Extracto de página
########

Buenavista y sus rieles infinitos no podían ser sino el presagio de muchas anécdotas. El sonido de la locomotora era imponente, llevaba tras de sí los vagones vacíos de historias para poder inventar las nuestras. Los minutos se nos hacían horas y, el entusiasmo de abordar aquel tren que nos trasladaba a la fantasía, era el delirio.

Sabíamos que vendrían los paisajes y una existencia no cotidiana que exaltaría nuestro espíritu. Ver los caseríos a la salida de la ciudad, la gente que miraba aún con asombro los vagones, las luces que a lo lejos se perdían, pero aparecían otras hasta que se hacían menos frecuentes, nos hacían pensar cada vez menos en nuestra pequeña guarida familiar que abandonábamos con alegría y con tristeza. Y es que subir en primera clase a esos maravillosos trenes, disfrutar las horas que tal vez eran muchas, ver los fuegos que se encendían en las alturas de los árboles, se convertía en un inexplicable sueño.

########

Tarea A
Copie del extracto sobre el viaje en tren todo lo que va desde "Buenavista y sus" hasta "era el delirio.".
Tarea B
Según el extracto sobre el viaje en tren, ¿qué hacía que los viajeros pensaran cada vez menos en su hogar familiar? Explíquelo en una a tres oraciones.
Las líneas que aparecen a continuación son un material aparte, independiente del extracto.

Parte de un archivo de datos

########

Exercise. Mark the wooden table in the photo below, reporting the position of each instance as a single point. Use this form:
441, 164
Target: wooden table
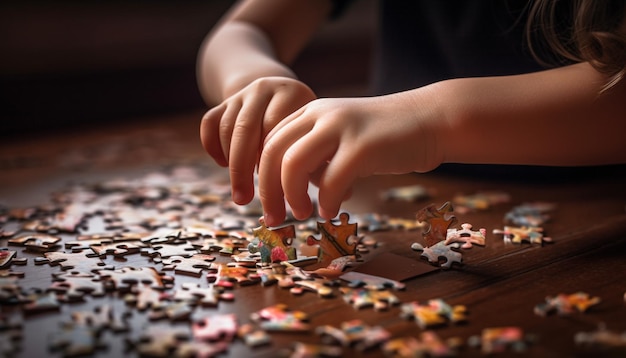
499, 284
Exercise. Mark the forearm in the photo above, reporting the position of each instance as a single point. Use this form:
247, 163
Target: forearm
234, 56
554, 117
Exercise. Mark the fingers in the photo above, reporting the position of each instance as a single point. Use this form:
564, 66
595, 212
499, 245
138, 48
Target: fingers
297, 152
244, 145
270, 189
336, 181
208, 130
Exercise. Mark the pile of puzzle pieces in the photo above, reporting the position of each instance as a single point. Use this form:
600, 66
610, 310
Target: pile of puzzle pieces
167, 251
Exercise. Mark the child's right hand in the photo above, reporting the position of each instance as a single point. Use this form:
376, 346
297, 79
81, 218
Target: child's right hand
233, 131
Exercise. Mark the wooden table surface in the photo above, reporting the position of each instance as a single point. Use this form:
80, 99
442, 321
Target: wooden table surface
499, 284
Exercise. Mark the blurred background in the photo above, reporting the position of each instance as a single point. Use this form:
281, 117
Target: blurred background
69, 64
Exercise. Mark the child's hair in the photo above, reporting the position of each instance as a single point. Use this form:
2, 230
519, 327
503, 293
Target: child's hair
594, 31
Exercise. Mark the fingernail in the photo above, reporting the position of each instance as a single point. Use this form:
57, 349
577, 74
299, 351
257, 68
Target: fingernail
237, 197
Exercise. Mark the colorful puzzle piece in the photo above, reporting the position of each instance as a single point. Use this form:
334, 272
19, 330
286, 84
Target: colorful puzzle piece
467, 236
440, 251
336, 240
437, 221
227, 275
564, 304
529, 214
279, 318
362, 297
6, 256
435, 312
274, 245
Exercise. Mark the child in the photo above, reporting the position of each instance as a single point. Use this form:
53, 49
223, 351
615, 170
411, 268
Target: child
570, 115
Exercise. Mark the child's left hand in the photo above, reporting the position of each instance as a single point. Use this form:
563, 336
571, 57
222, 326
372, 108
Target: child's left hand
332, 142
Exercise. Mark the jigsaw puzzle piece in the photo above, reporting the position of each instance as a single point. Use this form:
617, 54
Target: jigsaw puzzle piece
219, 327
124, 279
440, 251
335, 240
73, 286
437, 222
358, 279
501, 340
362, 297
564, 304
192, 266
280, 318
518, 235
467, 236
36, 242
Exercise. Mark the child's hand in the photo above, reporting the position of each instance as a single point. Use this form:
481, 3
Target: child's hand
233, 132
332, 142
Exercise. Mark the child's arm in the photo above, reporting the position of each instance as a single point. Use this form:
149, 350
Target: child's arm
242, 67
554, 117
255, 39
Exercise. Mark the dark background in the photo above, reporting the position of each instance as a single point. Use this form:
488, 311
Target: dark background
68, 64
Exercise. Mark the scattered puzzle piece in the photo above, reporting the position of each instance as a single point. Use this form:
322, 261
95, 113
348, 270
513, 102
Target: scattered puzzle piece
274, 245
124, 279
435, 312
437, 221
228, 274
409, 193
467, 236
192, 294
440, 251
529, 214
564, 304
518, 235
336, 240
362, 297
6, 256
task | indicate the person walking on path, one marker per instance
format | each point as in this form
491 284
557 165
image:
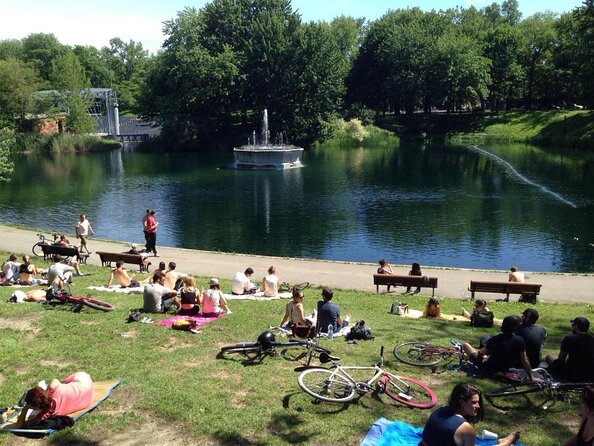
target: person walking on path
151 228
81 229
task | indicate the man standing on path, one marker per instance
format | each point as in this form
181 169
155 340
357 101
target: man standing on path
81 229
151 228
533 335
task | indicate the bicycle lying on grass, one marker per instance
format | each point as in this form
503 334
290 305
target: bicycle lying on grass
287 287
266 345
335 385
423 354
543 393
65 297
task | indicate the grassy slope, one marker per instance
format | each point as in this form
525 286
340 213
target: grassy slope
175 376
562 128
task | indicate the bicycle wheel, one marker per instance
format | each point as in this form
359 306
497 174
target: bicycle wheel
420 354
97 304
516 396
37 251
251 350
327 385
409 391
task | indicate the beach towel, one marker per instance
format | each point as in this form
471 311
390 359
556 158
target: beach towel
417 314
398 433
200 320
257 296
118 289
101 391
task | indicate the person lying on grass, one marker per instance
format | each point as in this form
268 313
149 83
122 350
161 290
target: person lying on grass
74 394
452 425
120 274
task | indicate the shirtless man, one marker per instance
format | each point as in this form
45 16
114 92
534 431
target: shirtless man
172 276
120 274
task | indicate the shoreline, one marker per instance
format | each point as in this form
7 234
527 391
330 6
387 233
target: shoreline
453 282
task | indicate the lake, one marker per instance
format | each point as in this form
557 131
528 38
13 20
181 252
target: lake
491 206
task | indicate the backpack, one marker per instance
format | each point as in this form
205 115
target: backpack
359 331
484 319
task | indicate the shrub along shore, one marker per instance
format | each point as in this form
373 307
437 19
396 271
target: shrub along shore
175 384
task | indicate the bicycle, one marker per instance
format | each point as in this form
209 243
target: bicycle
547 390
266 345
65 297
335 385
423 354
36 249
285 287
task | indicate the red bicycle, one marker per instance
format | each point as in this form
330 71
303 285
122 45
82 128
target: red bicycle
65 297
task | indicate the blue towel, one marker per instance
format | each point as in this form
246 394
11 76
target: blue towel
398 433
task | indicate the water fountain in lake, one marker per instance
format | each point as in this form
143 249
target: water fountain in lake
264 155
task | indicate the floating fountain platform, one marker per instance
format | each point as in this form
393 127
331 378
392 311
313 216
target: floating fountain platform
264 155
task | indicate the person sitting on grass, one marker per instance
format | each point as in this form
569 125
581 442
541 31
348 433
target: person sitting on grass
60 273
329 313
10 268
213 301
270 283
74 394
158 298
173 279
27 272
585 435
242 283
190 298
481 315
120 274
295 314
432 309
452 425
502 352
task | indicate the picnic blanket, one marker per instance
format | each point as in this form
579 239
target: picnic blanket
257 296
118 289
384 432
200 320
102 391
417 314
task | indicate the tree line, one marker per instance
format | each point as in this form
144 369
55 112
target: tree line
222 64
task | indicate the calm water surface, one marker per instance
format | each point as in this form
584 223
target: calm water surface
486 207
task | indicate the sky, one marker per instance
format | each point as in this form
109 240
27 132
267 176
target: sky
94 22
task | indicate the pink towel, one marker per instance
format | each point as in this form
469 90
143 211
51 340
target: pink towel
200 320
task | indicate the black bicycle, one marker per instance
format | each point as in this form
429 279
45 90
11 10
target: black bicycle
266 345
544 393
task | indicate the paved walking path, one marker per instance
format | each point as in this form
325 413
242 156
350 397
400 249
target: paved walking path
453 283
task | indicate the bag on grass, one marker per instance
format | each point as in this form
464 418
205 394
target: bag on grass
483 319
359 331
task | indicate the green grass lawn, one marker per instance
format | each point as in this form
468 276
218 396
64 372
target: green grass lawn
174 381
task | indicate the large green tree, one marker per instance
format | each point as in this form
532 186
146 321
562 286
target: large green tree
18 83
69 78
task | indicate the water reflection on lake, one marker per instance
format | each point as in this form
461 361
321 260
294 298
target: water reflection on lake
435 204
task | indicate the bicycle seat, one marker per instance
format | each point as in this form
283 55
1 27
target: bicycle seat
326 358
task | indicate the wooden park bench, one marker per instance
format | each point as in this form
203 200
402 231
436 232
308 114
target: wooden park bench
50 250
507 288
408 281
107 258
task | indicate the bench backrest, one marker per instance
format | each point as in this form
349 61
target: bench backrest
395 279
124 257
505 287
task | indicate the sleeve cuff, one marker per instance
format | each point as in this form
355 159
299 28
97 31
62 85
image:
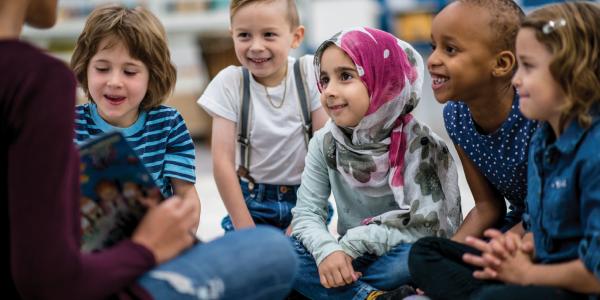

########

Respuesta escrita A
Buenavista y sus rieles infinitos no podían ser sino el presagio de muchas anécdotas. El sonido de la locomotora era imponente, llevaba tras de sí los vagones vacíos de historias para poder inventar las nuestras. Los minutos se nos hacían horas y, el entusiasmo de abordar aquel tren que nos trasladaba a la fantasía, era el delirio.

Respuesta escrita B
Los hacía pensar cada vez menos en su pequeña guarida familiar lo que veían al salir de la ciudad. Veían los caseríos, la gente que aún miraba con asombro los vagones y las luces que se perdían a lo lejos y eran sustituidas por otras cada vez menos frecuentes.